◆ TASK TO CARRY OUT ◆
Can you reproduce word for word the part of the climate security excerpt below starting at "There is increasing" and ending at "to climate change."?

◆ EXCERPT PROVIDED ◆
====================

RSVP to Jiayi Zhou ([email protected]) no later than September 3.

 

 

Abstract:

There is increasing engagement with the relationship between climate change and security in international relations thought and practice. Yet the nature of this engagement differs significantly, illustrating radically different conceptions of the nature of the threat posed, to whom and (most importantly) what constitutes appropriate policy responses. These different climate security discourses encourage practices as varied as national adaptation strategies and globally-oriented mitigation action. Given these differences, it becomes important to consider whether we can identify progressive discourses of climate security: approaches underpinned by defensible ethical assumptions and encouraging effective practical responses to climate change.

 

While discourses of national, international and human security dominate existing engagement with the climate-security relationship, here I make a case for an ecological security discourse. Such a discourse orients towards ecosystem resilience and the rights and needs of the most vulnerable across space (populations of developing worlds), time (future generations) and species (other living beings). It is both morally more defensible than other climate security discourses and practically most likely to encourage practices oriented towards redressing the problem of climate change itself. This paper notes the limits of existing accounts of climate security before outlining the contours of an ‘ecological security discourse’ regarding climate change.

 

Bio

Matt McDonald is Associate Professor of International Relations in the School of Political Science and International Studies at UQ. His research is in the area of critical approaches to security, and in particular the relationship between security and environmental change. He has published on these themes in journals such as European Journal of International Relations, Security Dialogue, International Theory, International Political Sociology, Review of International Studies and Journal of Global Security Studies. He is the author of Security, the Environment and Emancipation (Routledge, 2012), co-author of Ethics and Global Security (Routledge, 2014), and is co-editor of Australian Journal of Politics and History.

====================

◆ STORED ROWS ◆

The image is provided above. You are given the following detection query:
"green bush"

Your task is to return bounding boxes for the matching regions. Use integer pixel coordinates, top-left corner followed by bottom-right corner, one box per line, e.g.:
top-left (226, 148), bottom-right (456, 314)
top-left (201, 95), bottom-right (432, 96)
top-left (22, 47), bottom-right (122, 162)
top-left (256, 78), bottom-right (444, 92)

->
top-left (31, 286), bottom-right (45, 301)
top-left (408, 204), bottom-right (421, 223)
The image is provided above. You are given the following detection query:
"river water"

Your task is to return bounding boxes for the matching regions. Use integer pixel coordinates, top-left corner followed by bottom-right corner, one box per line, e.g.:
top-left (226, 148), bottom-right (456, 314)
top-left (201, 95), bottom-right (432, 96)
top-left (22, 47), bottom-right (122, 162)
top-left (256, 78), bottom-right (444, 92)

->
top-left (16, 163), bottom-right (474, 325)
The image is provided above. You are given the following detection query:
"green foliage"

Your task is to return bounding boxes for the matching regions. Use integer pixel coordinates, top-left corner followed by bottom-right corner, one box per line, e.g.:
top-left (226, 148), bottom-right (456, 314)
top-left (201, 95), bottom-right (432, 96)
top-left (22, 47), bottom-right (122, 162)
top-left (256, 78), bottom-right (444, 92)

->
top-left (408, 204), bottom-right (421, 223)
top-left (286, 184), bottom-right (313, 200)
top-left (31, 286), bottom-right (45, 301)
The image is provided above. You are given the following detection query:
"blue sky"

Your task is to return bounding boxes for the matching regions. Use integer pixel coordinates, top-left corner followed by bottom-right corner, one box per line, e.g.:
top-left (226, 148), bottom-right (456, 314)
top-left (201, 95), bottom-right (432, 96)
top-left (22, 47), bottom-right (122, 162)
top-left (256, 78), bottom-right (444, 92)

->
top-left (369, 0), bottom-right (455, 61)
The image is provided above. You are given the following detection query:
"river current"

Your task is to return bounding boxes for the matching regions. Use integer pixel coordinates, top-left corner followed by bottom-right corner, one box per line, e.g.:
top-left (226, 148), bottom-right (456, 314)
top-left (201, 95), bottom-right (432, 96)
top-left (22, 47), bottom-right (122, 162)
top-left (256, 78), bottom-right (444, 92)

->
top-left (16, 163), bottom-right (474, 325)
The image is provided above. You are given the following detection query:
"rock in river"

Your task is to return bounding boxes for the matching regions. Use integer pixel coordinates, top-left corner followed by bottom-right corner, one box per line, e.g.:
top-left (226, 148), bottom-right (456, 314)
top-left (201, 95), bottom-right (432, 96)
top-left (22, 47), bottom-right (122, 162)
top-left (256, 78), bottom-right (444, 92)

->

====================

◆ WORKED SOLUTION ◆
There is increasing engagement with the relationship between climate change and security in international relations thought and practice. Yet the nature of this engagement differs significantly, illustrating radically different conceptions of the nature of the threat posed, to whom and (most importantly) what constitutes appropriate policy responses. These different climate security discourses encourage practices as varied as national adaptation strategies and globally-oriented mitigation action. Given these differences, it becomes important to consider whether we can identify progressive discourses of climate security: approaches underpinned by defensible ethical assumptions and encouraging effective practical responses to climate change.